Wednesday, January 26, 2011

Shadow (2009)

Not to be confused with the dozens of other films sharing the title.

Warning: I'm going to spoil the film's ending with righteous wrath. That's what you get from me when you apply this particular plot twist.

US soldier David (Jake Muxworthy) has survived his stint in Iraq and goes on a mountain biking trip in Italy. He turns out to be a bit of a knight in shining armour when he helps another mountain biker, Angeline (Karina Testa), escape the rather rude advances of two redneck type persons (Chris Coppola and Ottaviano Blitch) in a mountain cafe.

Though everyone goes off in different directions, David and Angeline meet up again soon enough, and seem quite taken with each other. Alas, the probable couple eventually meet their redneck acquaintances again too, and those guys are really of the more murderous persuasion, especially after Angeline adds insult to injury by ruining the slaughter of a deer. The bikers manage to escape the unpleasant attentions of their (probably unwashed) enemies for a time, but flee into very peculiar - and supposedly haunted - territory, where fog hangs creepily and compasses don't work anymore. Hardly arrived there, Angeline disappears (and if you think the film's setting up something for later, you can get yourself a cookie, though what it is setting up is probably more stupid than you'd care to imagine). A shadowy shape stalks and knocks out David and his two pursuers one after the other.

Information provided -
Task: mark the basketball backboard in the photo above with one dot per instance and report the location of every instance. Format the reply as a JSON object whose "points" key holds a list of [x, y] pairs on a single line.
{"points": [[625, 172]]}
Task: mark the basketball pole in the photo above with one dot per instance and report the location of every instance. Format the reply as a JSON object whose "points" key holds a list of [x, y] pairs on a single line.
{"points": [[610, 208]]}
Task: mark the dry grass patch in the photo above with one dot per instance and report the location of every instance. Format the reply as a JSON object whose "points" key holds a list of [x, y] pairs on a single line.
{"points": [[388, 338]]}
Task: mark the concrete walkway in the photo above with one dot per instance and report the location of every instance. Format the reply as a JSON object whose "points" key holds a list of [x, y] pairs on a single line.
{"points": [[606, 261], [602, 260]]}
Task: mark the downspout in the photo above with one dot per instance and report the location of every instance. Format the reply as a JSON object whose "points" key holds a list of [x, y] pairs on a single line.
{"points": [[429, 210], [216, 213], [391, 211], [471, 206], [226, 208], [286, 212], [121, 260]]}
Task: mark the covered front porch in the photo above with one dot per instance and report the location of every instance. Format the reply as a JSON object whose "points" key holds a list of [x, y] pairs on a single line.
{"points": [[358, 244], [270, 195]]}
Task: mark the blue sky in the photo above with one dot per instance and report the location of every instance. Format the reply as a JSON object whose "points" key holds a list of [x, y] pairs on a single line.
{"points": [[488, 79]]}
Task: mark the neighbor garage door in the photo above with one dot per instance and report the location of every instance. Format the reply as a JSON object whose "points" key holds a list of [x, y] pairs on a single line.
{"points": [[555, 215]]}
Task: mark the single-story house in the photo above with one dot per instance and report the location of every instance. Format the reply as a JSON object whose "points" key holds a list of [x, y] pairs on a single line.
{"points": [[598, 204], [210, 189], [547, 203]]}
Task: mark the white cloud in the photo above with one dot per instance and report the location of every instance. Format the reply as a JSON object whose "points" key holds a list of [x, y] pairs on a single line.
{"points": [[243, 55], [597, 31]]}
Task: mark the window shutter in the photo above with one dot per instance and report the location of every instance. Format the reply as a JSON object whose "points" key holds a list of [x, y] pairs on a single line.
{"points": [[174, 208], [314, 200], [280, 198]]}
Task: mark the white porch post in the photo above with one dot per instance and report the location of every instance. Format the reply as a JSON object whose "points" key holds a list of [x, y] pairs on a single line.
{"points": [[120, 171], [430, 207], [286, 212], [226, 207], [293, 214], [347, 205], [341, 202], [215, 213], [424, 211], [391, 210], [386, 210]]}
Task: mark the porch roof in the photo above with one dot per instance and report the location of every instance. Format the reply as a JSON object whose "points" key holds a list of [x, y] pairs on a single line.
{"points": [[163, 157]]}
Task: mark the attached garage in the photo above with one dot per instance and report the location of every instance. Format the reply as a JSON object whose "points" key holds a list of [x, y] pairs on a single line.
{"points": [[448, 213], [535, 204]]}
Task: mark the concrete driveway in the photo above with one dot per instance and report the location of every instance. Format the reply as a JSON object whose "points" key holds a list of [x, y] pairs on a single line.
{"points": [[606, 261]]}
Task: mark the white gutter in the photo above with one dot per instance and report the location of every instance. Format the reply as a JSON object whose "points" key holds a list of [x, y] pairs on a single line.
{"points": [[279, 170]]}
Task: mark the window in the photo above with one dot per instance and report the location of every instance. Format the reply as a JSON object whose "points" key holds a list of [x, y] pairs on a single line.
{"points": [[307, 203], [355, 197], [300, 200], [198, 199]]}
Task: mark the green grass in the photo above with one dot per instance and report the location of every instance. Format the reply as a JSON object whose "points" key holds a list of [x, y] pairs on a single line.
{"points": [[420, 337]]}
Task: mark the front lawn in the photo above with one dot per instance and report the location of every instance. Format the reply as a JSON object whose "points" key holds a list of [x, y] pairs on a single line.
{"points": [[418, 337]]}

Tasks to complete -
1) From the Shadow (2009) review, copy the part that opens with the words containing "Wednesday, January 26, 2011" and closes with "particular plot twist.".
2) In the Shadow (2009) review, which actor plays Angeline?

Solutions to the problems -
1)
Wednesday, January 26, 2011

Shadow (2009)

Not to be confused with the dozens of other films sharing the title.

Warning: I'm going to spoil the film's ending with righteous wrath. That's what you get from me when you apply this particular plot twist.

2) Karina Testa